SET OF TASKS —
1 > Translate this sentence from the article on Ray and Amazon SageMaker into Spanish: "This complexity often leads to the need for distributed ML, where multiple machines are used to train a single model."
2 > According to the article on Ray and Amazon SageMaker, which challenges must data scientists address?
3 > Decide whether each statement agrees with the article on Ray and Amazon SageMaker. Answer yes or no, and quote the words from the article that decide it.
(a) In distributed ML, a single machine is used to train several models.
(b) ML engineers must handle parallelization, scheduling, faults, and retries manually.
(c) The post provides a step-by-step guide to building and deploying a scalable ML workflow.

EXCERPTED TEXT —
(begin)

Orchestrate Ray-based machine learning workflows using Amazon SageMaker

14 Mins read

Machine learning (ML) is becoming increasingly complex as customers try to solve more and more challenging problems. This complexity often leads to the need for distributed ML, where multiple machines are used to train a single model. Although this enables parallelization of tasks across multiple nodes, leading to accelerated training times, enhanced scalability, and improved performance, there are significant challenges in effectively using distributed hardware. Data scientists have to address challenges like data partitioning, load balancing, fault tolerance, and scalability. ML engineers must handle parallelization, scheduling, faults, and retries manually, requiring complex infrastructure code.

In this post, we discuss the benefits of using Ray and Amazon SageMaker for distributed ML, and provide a step-by-step guide on how to use these frameworks to build and deploy a scalable ML workflow.

(end)

RECORDS PROVIDED —
(begin)

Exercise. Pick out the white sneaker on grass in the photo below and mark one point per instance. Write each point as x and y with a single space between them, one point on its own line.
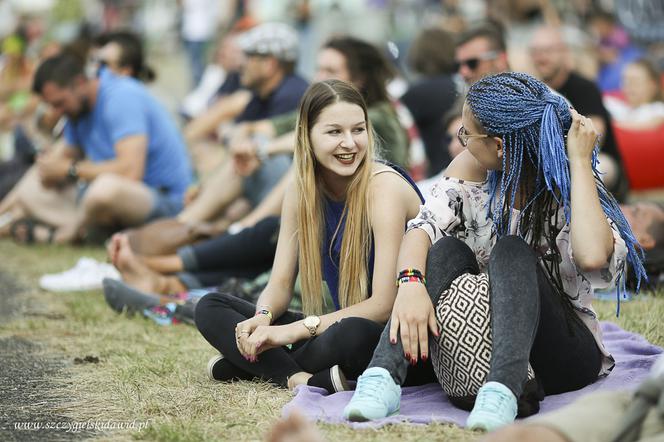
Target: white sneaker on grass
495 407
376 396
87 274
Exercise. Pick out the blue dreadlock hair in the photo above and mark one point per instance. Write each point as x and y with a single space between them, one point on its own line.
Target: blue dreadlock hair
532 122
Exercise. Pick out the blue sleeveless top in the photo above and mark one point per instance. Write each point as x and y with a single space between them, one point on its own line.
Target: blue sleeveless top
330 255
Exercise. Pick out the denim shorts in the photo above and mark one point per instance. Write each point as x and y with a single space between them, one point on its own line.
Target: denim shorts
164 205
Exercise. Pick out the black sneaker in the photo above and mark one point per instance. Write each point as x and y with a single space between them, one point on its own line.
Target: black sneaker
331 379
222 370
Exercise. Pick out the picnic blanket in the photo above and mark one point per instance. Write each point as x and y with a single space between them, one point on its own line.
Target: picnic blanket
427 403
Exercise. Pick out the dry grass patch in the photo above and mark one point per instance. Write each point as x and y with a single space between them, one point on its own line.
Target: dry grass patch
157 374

(end)

THE RESULTS —
1 > Esta complejidad suele generar la necesidad de ML distribuido, en el que se utilizan varias máquinas para entrenar un solo modelo.

2 > Data partitioning, load balancing, fault tolerance, and scalability.

3 >
(a) No: "multiple machines are used to train a single model"
(b) Yes: "ML engineers must handle parallelization, scheduling, faults, and retries manually"
(c) Yes: "provide a step-by-step guide on how to use these frameworks to build and deploy a scalable ML workflow"